Rural luxury Room to roam inside and out
Source: The Free Lance Star, by RICHARD AMRHINE
March 07, 2008
Houses in this area often come with some history, maybe a role in the Civil War, or a historic figure listed in the chain of ownership.
The house at 11300 Astarita Ave. in Spotsylvania County has more recent history of a different sort, and it's because of that history that it's now being transformed into the luxury property it was always supposed to be.
The grand, 12,000-square-foot house sits on 30 acres and was built in 2001, suitable for someone of wealth seeking plenty of privacy. Astarita Avenue is located in Whelan Ridge subdivision, a large-lot community about 12 miles southwest of Spotsylvania Courthouse in an area of the county that residents would fondly describe as the middle of nowhere. It's probably closer to Partlow than anything else.
The company doing the transforming is Old Town Builders, which has been renovating and building area houses since 1994. Its agent, Danielle Davis, is listing the property at $2.225 million.
She said plumbers, electricians, climate-control contractors and structural engineers had deemed the house and its systems in excellent shape.
"This house isn't going anywhere. Someone is going to love it just for the solitude," Davis said.
SHORT-TERM HISTORY
It was the acreage and the remote location that made the home just the place for the prior owners. On Oct. 21, 2004, Spotsylvania sheriff's deputies, joined by agents with the Bureau of Alcohol, Tobacco, Firearms and Explosives, raided the house. The raid was based on a tip that a number of high-powered weapons were inside the house.
The officers seized 26 high-caliber weapons. They included a Tech-9, an AK-47 and a fully automatic M-203 military rifle with a 40 mm grenade launcher attached to it, Sheriff Howard Smith said at the time.
Also found were 60 Rott-weilers in what was determined to be a legal dog-breeding operation.
The dogs were apparently allowed throughout the house. Davis recalled that when Old Town Builders first took on the rehabilitation project, the stench in the house was unbearable.

Referring expression data:
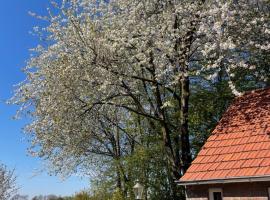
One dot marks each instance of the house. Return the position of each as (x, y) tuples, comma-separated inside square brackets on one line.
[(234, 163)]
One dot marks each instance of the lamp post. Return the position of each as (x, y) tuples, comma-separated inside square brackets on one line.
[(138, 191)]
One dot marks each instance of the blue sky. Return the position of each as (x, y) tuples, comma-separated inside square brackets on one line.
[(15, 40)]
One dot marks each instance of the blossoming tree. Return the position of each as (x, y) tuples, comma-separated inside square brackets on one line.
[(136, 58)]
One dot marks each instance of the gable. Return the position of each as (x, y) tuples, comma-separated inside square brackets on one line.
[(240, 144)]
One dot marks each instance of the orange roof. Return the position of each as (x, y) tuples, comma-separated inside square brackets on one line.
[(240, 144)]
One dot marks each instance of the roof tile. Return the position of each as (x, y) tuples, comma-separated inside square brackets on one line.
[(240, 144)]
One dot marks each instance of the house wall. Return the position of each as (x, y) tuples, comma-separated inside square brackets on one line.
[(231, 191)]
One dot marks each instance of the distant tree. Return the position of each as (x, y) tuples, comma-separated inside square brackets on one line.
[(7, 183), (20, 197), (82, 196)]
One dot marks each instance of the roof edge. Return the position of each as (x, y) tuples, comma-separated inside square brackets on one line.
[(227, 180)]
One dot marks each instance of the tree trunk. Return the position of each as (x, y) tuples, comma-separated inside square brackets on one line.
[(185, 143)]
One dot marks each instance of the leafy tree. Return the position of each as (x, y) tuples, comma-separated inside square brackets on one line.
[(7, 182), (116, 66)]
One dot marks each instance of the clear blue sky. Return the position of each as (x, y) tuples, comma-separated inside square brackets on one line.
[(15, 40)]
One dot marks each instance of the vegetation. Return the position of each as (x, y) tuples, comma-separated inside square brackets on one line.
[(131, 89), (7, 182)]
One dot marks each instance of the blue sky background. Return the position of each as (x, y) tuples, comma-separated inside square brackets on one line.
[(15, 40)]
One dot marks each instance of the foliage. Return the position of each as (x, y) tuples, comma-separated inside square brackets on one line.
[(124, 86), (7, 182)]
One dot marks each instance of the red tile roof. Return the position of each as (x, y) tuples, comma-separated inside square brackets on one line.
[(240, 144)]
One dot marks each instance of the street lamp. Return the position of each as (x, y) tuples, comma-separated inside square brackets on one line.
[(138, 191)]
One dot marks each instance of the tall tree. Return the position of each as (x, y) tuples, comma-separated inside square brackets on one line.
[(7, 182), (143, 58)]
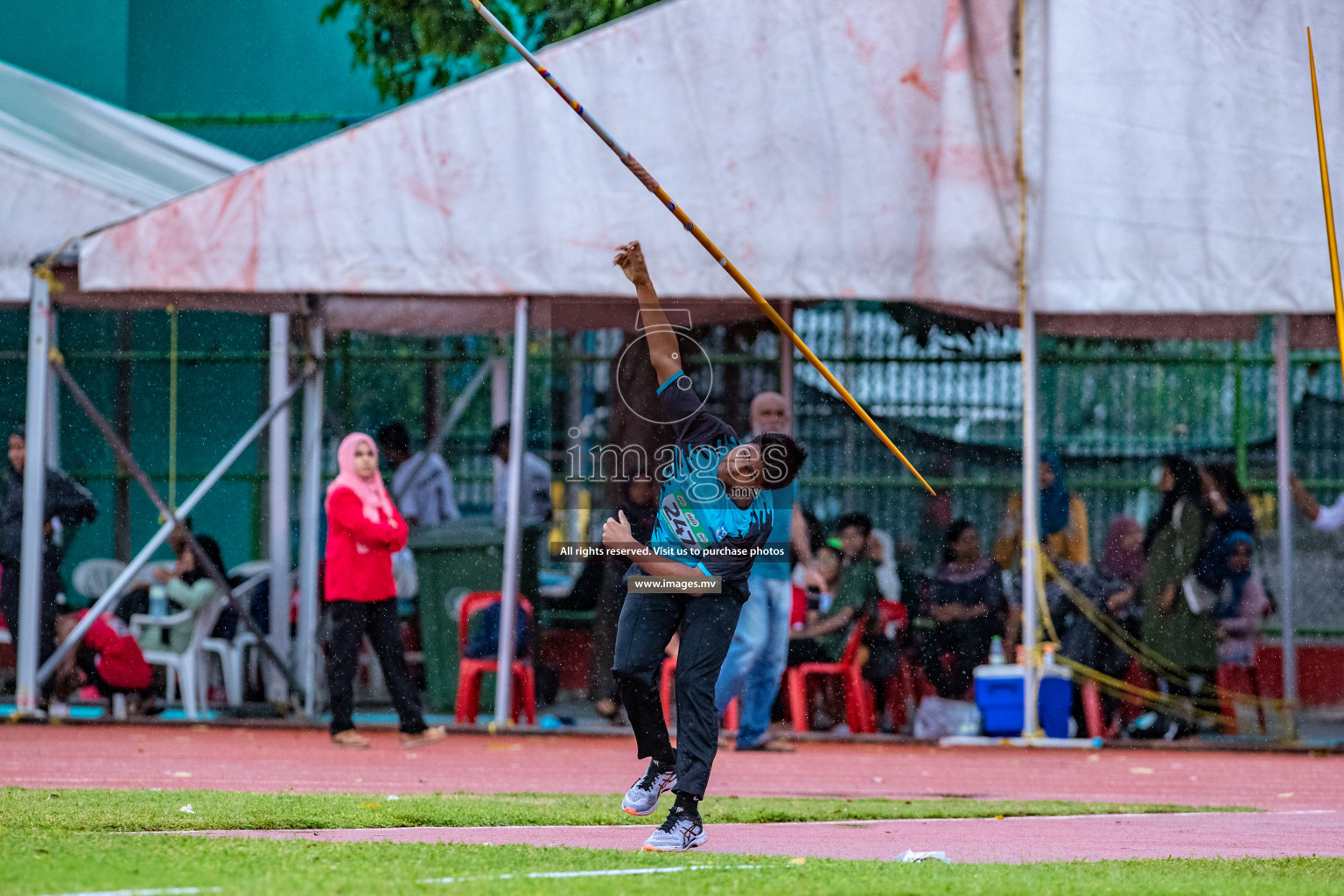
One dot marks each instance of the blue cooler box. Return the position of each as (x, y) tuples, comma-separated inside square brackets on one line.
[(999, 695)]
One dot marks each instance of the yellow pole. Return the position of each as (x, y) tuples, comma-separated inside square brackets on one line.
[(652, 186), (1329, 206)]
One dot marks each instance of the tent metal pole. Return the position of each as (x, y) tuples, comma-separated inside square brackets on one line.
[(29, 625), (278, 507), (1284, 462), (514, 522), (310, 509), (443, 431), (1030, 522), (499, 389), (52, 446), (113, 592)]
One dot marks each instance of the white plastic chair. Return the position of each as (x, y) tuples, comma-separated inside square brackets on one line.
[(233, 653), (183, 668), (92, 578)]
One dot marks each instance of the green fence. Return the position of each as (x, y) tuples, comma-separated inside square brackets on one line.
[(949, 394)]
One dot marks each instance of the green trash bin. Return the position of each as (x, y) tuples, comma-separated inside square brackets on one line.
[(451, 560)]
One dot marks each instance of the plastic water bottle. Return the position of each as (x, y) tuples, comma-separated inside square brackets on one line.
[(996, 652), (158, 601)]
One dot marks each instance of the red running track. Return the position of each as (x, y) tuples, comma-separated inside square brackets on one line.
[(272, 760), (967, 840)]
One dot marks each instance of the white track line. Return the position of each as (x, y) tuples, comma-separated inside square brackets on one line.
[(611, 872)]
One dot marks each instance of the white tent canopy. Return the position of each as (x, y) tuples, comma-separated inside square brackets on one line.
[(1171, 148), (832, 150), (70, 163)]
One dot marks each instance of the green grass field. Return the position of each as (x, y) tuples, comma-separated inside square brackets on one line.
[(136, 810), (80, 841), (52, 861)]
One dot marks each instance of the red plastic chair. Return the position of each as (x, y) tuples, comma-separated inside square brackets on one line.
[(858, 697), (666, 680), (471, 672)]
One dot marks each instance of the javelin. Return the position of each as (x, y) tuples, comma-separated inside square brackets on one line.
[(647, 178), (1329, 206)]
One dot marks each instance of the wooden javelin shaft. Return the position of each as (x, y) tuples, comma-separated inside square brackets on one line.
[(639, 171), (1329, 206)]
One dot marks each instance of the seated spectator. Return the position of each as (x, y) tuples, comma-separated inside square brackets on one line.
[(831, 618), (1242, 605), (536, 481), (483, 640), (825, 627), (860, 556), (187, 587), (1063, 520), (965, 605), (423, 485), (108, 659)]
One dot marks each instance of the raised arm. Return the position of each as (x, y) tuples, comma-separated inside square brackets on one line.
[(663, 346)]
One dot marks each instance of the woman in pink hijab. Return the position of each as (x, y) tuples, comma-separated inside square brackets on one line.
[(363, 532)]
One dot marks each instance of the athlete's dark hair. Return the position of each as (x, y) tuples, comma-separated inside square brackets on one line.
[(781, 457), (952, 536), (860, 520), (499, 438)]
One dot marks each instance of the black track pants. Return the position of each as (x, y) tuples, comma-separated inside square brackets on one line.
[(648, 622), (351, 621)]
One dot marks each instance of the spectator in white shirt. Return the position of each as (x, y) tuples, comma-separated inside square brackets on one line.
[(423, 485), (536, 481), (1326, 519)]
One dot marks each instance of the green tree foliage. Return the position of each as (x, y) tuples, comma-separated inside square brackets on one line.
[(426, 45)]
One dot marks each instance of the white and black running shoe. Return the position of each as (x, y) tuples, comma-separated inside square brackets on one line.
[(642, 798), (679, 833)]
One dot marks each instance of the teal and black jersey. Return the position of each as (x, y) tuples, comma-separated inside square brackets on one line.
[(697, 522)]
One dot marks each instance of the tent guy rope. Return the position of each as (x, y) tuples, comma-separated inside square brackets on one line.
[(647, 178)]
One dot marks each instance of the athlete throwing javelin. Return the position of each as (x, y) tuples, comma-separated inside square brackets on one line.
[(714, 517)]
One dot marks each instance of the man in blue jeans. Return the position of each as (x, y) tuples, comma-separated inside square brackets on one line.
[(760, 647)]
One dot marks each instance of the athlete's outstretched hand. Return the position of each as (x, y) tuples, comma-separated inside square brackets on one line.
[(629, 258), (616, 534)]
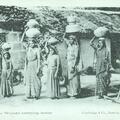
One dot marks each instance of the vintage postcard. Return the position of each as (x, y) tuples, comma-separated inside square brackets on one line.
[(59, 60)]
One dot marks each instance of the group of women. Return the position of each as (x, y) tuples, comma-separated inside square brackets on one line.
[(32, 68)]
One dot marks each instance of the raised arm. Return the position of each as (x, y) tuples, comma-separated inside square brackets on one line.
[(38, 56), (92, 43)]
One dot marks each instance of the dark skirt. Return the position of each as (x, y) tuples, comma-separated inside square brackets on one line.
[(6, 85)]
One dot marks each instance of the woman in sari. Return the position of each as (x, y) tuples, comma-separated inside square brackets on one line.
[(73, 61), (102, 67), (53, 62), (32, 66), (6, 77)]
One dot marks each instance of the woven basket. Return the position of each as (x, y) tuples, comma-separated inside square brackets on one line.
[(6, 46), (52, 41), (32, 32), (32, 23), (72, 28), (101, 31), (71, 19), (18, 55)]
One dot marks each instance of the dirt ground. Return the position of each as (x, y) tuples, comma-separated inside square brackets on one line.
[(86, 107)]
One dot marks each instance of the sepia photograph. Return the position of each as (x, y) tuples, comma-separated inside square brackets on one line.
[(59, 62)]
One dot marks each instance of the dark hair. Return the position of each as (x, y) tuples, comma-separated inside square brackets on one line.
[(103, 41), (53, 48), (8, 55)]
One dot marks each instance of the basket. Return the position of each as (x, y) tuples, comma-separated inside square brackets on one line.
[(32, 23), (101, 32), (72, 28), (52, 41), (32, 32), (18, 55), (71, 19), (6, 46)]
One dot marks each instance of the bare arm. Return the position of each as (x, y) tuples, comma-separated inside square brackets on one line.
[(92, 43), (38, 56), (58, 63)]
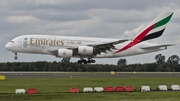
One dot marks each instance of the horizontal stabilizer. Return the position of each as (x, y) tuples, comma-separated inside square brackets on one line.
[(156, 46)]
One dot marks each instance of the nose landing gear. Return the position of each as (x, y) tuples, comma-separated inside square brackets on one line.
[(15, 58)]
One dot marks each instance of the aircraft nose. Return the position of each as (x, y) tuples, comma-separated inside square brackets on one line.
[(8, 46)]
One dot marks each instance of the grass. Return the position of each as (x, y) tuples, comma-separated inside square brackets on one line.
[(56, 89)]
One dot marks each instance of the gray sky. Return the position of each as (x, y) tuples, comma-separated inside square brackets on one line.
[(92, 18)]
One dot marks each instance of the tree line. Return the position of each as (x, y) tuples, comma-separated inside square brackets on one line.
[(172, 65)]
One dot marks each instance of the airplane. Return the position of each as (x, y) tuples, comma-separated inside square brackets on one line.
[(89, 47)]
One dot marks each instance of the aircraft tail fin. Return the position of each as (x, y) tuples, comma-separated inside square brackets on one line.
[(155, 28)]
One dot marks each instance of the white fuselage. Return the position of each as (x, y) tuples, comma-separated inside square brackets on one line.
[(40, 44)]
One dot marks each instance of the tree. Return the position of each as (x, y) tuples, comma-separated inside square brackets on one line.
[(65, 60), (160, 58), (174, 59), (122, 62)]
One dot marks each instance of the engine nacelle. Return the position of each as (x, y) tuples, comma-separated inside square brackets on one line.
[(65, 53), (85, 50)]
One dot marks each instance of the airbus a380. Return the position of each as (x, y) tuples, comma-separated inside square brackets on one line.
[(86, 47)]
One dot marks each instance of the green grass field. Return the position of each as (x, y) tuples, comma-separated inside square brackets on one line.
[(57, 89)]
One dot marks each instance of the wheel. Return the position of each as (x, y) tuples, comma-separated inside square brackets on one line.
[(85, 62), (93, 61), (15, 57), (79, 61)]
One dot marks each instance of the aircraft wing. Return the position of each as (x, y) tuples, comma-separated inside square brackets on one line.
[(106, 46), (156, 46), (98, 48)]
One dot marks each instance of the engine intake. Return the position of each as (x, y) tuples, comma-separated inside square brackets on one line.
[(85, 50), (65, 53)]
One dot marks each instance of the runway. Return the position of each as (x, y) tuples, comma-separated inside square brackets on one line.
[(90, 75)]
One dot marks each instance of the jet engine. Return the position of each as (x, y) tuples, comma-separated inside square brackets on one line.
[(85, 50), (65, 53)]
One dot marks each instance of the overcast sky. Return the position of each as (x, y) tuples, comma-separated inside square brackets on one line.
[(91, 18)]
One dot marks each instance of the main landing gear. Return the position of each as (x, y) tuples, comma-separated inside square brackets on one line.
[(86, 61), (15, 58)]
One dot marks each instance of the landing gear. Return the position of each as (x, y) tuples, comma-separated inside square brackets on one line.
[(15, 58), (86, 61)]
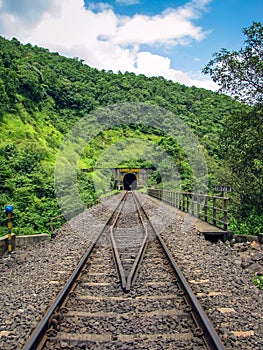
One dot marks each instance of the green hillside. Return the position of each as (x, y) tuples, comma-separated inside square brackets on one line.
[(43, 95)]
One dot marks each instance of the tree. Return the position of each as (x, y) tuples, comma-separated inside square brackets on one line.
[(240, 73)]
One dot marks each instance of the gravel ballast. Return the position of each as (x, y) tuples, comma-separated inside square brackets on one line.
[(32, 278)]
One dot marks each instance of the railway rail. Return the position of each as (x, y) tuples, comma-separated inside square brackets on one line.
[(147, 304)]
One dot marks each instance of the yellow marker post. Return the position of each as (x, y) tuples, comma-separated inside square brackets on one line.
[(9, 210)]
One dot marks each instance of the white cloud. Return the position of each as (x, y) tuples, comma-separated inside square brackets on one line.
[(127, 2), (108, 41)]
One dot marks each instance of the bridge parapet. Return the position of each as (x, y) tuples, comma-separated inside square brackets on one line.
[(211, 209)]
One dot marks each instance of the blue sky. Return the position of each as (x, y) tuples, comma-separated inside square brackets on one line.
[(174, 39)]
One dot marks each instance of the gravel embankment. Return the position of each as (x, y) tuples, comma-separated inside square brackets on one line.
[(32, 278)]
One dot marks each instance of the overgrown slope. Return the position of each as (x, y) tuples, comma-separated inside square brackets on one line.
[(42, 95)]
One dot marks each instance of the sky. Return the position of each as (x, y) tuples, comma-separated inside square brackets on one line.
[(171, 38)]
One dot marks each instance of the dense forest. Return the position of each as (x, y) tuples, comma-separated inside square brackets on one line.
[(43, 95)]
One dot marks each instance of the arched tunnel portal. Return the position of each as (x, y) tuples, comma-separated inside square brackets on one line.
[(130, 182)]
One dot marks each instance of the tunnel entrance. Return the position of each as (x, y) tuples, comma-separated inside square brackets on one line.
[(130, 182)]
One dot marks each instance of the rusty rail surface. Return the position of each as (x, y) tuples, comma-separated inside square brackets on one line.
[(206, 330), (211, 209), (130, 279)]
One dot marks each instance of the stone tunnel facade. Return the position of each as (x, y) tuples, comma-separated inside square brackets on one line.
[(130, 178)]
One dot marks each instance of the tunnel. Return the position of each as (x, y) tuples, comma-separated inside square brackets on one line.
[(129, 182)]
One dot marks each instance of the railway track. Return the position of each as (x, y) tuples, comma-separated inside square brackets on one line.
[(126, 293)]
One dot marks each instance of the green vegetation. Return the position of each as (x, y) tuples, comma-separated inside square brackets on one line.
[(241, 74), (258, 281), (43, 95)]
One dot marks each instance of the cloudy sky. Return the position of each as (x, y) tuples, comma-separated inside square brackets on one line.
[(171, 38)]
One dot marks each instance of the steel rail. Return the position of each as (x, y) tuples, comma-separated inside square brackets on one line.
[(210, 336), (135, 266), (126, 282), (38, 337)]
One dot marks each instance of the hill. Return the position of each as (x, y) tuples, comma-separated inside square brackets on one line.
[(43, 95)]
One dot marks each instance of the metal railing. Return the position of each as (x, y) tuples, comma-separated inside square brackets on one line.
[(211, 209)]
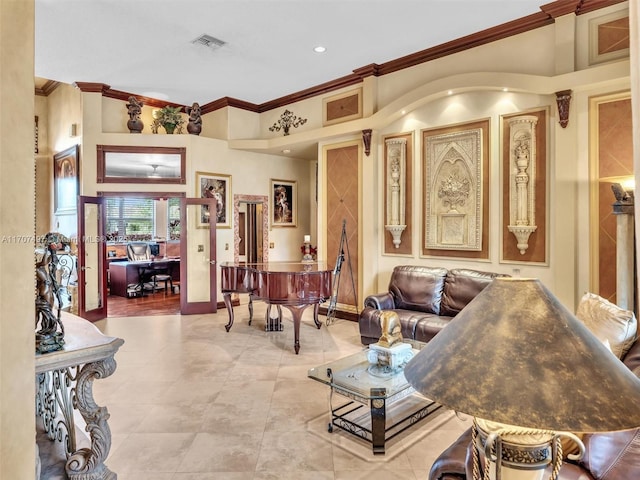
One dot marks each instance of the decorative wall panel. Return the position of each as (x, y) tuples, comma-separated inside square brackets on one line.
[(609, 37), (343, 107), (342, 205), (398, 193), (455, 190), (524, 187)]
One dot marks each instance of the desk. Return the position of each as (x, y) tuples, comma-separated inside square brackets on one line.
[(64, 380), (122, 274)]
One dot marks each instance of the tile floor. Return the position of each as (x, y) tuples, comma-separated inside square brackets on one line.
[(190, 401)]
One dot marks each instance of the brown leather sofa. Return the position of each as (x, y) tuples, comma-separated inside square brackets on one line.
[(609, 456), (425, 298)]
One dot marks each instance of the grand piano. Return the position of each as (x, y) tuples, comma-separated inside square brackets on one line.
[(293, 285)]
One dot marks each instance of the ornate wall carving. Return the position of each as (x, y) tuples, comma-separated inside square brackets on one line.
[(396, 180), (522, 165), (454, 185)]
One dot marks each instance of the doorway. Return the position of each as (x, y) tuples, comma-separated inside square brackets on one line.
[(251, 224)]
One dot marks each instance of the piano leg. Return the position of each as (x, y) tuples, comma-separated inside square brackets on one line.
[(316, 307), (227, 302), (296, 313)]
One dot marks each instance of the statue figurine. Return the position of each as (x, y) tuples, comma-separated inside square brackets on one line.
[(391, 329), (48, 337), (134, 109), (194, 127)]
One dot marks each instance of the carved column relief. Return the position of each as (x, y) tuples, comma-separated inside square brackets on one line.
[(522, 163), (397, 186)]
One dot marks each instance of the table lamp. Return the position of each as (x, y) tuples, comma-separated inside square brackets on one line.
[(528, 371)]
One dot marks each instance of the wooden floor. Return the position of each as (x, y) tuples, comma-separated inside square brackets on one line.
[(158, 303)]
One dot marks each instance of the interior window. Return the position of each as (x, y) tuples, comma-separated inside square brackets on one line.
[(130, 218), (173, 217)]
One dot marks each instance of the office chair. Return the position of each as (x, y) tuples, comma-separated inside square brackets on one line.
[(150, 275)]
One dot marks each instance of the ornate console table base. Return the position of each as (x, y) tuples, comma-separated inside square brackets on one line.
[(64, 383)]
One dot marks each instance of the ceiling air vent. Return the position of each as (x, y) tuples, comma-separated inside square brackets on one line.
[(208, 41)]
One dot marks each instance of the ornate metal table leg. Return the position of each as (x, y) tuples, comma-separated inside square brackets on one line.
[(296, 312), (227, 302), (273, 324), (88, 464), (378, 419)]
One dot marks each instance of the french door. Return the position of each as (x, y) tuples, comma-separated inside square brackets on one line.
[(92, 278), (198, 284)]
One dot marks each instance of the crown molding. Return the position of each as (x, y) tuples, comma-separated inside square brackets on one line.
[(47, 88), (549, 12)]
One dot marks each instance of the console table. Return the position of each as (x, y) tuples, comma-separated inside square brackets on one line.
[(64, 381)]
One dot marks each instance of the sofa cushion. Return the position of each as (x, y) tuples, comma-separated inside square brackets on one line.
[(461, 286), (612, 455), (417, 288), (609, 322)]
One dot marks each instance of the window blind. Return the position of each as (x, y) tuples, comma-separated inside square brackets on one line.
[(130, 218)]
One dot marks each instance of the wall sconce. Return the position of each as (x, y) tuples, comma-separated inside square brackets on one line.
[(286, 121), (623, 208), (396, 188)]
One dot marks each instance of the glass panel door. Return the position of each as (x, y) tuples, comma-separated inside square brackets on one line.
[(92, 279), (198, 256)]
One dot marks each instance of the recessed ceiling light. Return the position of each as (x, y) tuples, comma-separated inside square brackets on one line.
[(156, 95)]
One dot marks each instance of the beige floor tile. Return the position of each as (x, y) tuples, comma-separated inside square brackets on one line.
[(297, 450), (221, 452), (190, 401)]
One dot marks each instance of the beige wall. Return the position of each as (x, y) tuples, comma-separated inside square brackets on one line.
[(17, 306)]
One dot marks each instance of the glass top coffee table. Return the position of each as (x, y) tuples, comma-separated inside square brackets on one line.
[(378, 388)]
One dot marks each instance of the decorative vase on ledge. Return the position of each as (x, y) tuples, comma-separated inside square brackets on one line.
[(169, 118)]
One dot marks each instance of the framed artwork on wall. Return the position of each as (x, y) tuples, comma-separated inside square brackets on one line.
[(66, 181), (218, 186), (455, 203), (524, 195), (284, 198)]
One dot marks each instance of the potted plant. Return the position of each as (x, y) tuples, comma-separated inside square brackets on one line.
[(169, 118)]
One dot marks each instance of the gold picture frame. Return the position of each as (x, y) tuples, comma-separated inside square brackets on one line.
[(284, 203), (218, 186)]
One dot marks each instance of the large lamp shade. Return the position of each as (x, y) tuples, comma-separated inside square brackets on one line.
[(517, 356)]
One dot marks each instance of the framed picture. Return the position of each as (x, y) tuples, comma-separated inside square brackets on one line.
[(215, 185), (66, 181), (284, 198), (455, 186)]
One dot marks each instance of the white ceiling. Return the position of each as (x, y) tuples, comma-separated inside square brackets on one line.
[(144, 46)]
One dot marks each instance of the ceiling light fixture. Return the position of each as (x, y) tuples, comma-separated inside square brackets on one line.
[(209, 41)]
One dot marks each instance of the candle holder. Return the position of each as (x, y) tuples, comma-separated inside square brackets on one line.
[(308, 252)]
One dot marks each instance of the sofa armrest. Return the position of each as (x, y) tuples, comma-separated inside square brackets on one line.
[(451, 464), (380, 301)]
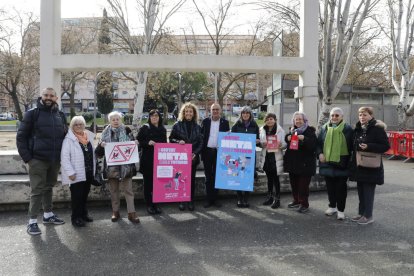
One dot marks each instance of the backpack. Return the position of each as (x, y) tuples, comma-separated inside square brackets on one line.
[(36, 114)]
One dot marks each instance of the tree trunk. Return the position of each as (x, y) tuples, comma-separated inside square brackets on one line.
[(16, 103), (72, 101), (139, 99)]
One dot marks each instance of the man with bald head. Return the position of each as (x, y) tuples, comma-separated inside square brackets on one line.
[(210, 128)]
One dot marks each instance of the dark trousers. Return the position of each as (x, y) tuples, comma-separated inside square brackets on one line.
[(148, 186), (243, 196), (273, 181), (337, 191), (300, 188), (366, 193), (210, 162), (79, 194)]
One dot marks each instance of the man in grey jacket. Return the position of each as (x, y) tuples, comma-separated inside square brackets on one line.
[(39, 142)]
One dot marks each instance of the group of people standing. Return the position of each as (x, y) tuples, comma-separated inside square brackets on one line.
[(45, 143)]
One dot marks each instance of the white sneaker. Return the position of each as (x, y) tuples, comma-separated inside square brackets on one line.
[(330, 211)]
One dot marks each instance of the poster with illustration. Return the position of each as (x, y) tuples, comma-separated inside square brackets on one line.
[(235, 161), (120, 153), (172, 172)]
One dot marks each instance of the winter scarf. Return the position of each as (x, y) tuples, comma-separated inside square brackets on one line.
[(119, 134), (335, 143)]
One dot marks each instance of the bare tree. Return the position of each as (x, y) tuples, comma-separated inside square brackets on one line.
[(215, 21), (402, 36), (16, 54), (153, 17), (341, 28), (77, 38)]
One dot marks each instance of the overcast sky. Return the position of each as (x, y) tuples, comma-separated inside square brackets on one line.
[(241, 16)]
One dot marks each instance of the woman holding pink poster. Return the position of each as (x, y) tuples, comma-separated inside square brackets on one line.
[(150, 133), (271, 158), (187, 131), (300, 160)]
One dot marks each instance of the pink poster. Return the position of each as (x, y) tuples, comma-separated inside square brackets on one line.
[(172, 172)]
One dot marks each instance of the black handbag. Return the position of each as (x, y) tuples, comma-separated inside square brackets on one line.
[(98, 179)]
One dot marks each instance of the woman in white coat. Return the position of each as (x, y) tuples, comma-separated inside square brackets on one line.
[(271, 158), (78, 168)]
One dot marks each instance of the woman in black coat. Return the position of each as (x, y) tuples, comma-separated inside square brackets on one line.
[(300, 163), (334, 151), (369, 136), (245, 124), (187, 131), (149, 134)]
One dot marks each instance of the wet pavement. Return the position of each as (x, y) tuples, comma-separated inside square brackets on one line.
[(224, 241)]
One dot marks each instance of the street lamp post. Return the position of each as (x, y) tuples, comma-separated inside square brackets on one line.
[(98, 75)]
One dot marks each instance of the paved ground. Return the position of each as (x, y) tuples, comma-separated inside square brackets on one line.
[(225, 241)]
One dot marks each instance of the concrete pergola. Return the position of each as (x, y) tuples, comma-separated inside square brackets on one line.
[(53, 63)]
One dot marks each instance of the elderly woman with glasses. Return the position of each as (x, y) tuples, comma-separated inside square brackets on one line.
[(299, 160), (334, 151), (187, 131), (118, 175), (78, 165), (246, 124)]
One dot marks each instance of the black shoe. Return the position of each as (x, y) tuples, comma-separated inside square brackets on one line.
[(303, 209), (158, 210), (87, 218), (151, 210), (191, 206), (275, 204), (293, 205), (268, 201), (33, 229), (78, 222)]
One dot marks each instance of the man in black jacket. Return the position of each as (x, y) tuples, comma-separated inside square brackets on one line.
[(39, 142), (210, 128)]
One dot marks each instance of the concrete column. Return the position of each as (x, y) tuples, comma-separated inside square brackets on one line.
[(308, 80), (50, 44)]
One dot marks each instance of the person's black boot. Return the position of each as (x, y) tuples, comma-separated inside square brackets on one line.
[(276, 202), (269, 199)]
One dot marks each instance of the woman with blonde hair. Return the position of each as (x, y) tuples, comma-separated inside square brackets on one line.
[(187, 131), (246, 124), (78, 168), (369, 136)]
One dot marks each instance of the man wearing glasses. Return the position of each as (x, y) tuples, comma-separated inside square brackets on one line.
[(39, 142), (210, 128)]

### What the task asks
Rewrite the Spotsylvania house article from "The officers seized" up to and including "house was unbearable.", with "stench" changed to "odor".

### Completed task
The officers seized 26 high-caliber weapons. They included a Tech-9, an AK-47 and a fully automatic M-203 military rifle with a 40 mm grenade launcher attached to it, Sheriff Howard Smith said at the time.
Also found were 60 Rott-weilers in what was determined to be a legal dog-breeding operation.
The dogs were apparently allowed throughout the house. Davis recalled that when Old Town Builders first took on the rehabilitation project, the odor in the house was unbearable.